→ Reading text
::::::

Fogerty’s infamous relationship with the label, now part of the Concord Music Group, and in particular former owner Saul Zaentz, caused years of bitter disputes and lawsuits, making this one of the most unlikely and startling reunions in music industry history.

Creedence recorded exclusively for the Berkeley-based Fantasy, which was primarily a jazz label, and for a brief but very intense period from 1969 through 1971, Fogerty’s outfit was the greatest rock ‘n’ roll band in America, generating nine Top 10 singles in a row (“Proud Mary,” “Bad Moon Rising/Lodi,” “Green River,” “Down On the Corner/Fortunate Son,” “Travelin’ Band/Who’ll Stop the Rain,” “Up Around the Bend,” “Lookin’ Out My Back Door,” “Have You Ever Seen the Rain,” “Sweet Hitchhiker”), five multi-platinum albums (Bayou Country, Green River, Willy and the Poorboys, Cosmo’s Factory, Pendulum), and some of the most timeless American music of the past 50 years.

And “timeless” is more than a cliche in this case: although recorded in the late ’60s and early ’70s with a lyrical undercurrent reflecting the social turmoil of the time with the Vietnam War at its core, Creedence’s music has a first generation rock ‘n’ roll feel that derives from the original sound and excitement generated when R&B and country were first rammed together in the ’50s.

While Creedence’s music, lyrics and image speak of the Deep South of the mighty mythic Mississippi, Louisiana swamps, and voodoo magic, singer/songwriter/guitarist/producer John Fogerty, his brother rhythm guitarist Tom Fogerty (who died of respiratory failure in 1990), bassist Stu Cook, and drummer Doug Clifford, were actually from the blue collar East Bay town of El Cerrito, CA, and began playing together in junior high school in 1959.

::::::

→ Given data
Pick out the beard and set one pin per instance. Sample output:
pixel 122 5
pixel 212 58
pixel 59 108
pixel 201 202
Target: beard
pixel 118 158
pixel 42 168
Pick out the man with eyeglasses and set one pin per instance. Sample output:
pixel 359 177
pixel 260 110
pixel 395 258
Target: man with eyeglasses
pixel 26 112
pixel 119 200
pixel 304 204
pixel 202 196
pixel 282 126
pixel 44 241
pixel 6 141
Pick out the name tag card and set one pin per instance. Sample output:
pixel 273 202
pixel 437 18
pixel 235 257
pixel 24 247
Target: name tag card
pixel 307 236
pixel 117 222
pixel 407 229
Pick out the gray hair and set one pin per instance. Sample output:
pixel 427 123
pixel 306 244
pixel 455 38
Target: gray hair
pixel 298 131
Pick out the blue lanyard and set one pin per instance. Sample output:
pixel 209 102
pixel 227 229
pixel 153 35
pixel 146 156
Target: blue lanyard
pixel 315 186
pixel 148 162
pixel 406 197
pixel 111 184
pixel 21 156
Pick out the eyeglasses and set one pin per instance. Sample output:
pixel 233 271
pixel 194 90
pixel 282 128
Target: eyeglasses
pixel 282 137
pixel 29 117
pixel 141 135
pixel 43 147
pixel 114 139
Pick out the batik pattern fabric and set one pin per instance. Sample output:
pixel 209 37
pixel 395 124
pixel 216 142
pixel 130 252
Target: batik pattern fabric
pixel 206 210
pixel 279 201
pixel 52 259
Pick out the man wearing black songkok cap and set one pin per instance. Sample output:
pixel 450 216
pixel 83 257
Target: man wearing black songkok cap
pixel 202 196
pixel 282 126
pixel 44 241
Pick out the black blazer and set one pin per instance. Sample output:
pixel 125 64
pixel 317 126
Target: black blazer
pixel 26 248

::::::

→ Task details
Extend the passage above about Creedence and John Fogerty, picking up after its final sentence.

→ Response to the exercise
They first recorded as the Blue Velvets, then as the Golliwogs without much success. Sometimes the band had to play live without microphones, which helped Fogerty develop his blistering blues shout (Howlin’ Wolf) and rock ‘n’ roll scream (Little Richard).

Fogerty started writing songs in earnest while in the Army in the mid-’60s. When the band reunited in ’67 after Fogerty’s release, they were a seasoned, rock-solid unit that was confident enough to avoid trends and aim for the essence of rock ‘n’ roll. Their first hit was a swampy version of Dale Hawkins’s “Susie Q” in ’68, and the extended album version became a staple of the new free-form FM radio format. They were a 10-year overnight success.

Cosmo’s Factory, the band’s fifth album, is their greatest and one of the finest rock ‘n’ roll albums ever. Chock full of hits: “Travelin’ Band,” “Who’ll Stop the Rain,” “Up Around the Bend,” “Lookin’ Out My Back Door,” “Long As I Can See the Light”; their astonishing 11-minute version of “I Heard It Through the Grapevine,” the great “Ramble Tamble” and no holes, this is fundamental American art.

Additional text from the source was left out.